Exercise input:

+ + + +

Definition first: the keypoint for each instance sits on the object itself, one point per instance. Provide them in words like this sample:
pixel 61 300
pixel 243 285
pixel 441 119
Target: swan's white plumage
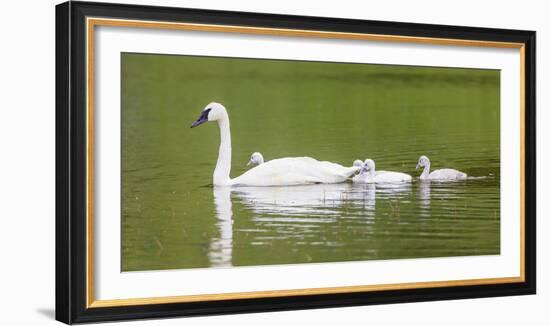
pixel 370 175
pixel 277 172
pixel 438 175
pixel 256 159
pixel 294 171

+ + + +

Directive: Rewrite the data above, replacing "plumage" with "feathers" and leaving everything else unchanged. Omit the pictures from your answer.

Result of the task:
Definition first: the keypoint for each instance sits on the object itself, one point per instance. Provide them in words like this sample:
pixel 61 300
pixel 243 285
pixel 441 119
Target: swan's white feathers
pixel 370 175
pixel 277 172
pixel 438 175
pixel 256 159
pixel 294 171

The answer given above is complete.